### DOCUMENT
▶

A few months later, he wrote Hendrix, “I have had many bitter things said of me this past year—but none of these things move me . . . To me this year 1881 has been the happiest and best of my life. I have been on the breezy heights—often walking alone—no—Christ has been with me” ([5], pp. 333–334). In the same mood of spiritual independence, in 1887, Haygood wrote Rev. George G. Smith, “I do not profess religion—I never sought a reputation for being good—But I know Him” (p. 323).
As a result of his out-spoken commitment to the New South and Negro education, in 1882, Haygood was appointed agent of the John F. Slater fund, a Northern endowment for Negro education in the South. He was responsible for the distribution of some $20,000 to $40,000 annually to deserving industrial and academic institutions, e.g., Booker T. Washington’s Tuskegee Institute in Alabama. In 1887, Haygood wrote ex-President Rutherford B. Hayes (Slater Board Trustee), “I believe with all my soul that God’s hand is on me for these poor people. It is to me a sacred work” ([5], p. 338).
What led Haygood, in 1880, to take up social reform? There is no clear answer. Biographer Harold Mann ([4], pp. 50, 67–71, 109–111) credits an (implicitly Jungian) maturation of his personality wherein inner contradictions were resolved at mid-life. As a Southern Methodist clergy, Mann argues, Haygood had repressed secular values and ambitions, in particular, a desire to be a literary hero (p. 69). Indeed, early in his ministry, Haygood rebelled against conventional preacherly affectations, such as emotional displays in the pulpit and using “Hallelujah!” as a greeting. Acquaintances recalled that he dressed the part of a businessman, not a preacher ([5], pp.100–103, xii–xiv, 274).

◀

### STORED DATA

▶

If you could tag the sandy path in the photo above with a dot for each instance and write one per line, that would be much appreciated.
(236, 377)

◀

### TO-DO LIST
• a. Reproduce the part of the Haygood passage between "What led Haygood, in" and "pp.100–103, xii–xiv, 274).", inclusive.
• b. Decide whether each statement agrees with the Haygood passage, and answer yes or no, quoting the words that decide it: (i) Haygood was appointed agent of the John F. Slater fund in 1882. (ii) Acquaintances recalled that Haygood dressed like a preacher. (iii) Haygood was responsible for distributing more than $100,000 annually.
• c. Carry the Haygood passage forward from its final sentence.

### EXPECTED ANSWERS
• a.
What led Haygood, in 1880, to take up social reform? There is no clear answer. Biographer Harold Mann ([4], pp. 50, 67–71, 109–111) credits an (implicitly Jungian) maturation of his personality wherein inner contradictions were resolved at mid-life. As a Southern Methodist clergy, Mann argues, Haygood had repressed secular values and ambitions, in particular, a desire to be a literary hero (p. 69). Indeed, early in his ministry, Haygood rebelled against conventional preacherly affectations, such as emotional displays in the pulpit and using “Hallelujah!” as a greeting. Acquaintances recalled that he dressed the part of a businessman, not a preacher ([5], pp.100–103, xii–xiv, 274).

• b.
(i) Yes: "in 1882, Haygood was appointed agent of the John F. Slater fund"
(ii) No: "he dressed the part of a businessman, not a preacher"
(iii) No: "the distribution of some $20,000 to $40,000 annually"

• c.
Further, the loss of the Civil War, Mann ([4], pp. 198–200) suggests, contributed to Haygood’s redirection. He had trusted the Providence of popular sentiment to vindicate the South; after his expectations were unfulfilled, he opened himself to a more mysterious force of destiny to which he could only submit, not fathom or control.
Unfortunately, Haygood did not leave an account of his conversion to social activism. However, family and friends credited him with two stories of inner transformation that, if authentic, shed light on the mystery. According to one, Haygood, then President of Emory College, had been paying bills and had run out of funds when a Negro carpenter, Lander Thompson, came to ask for his wages. Haygood responded irritably that he would pay him later, and Thompson left. Soon the college president felt guilty, borrowed money from a student, and walked in the dark to the carpenter’s cabin. There he found the family eating a humble supper of corn bread. Haygood apologized for his abruptness and gave Thompson his wages. Later, according to the story, he told a close friend, “That dark night, as I went back home from Lander Thompson’s cabin, I caught a new glimpse of heaven” ([5], pp.153–154).
A slightly different version of the story comes from a former Emory student who claimed to be the one who loaned Haygood the money. As Haygood walked home from the carpenter’s cabin, “God revealed to him the great foundation principles of Our Brother in Black,” according to the erstwhile pupil. Haygood, the admirer noted, was “the kind of man to whom God reveals his great truths” ([5], p. 191).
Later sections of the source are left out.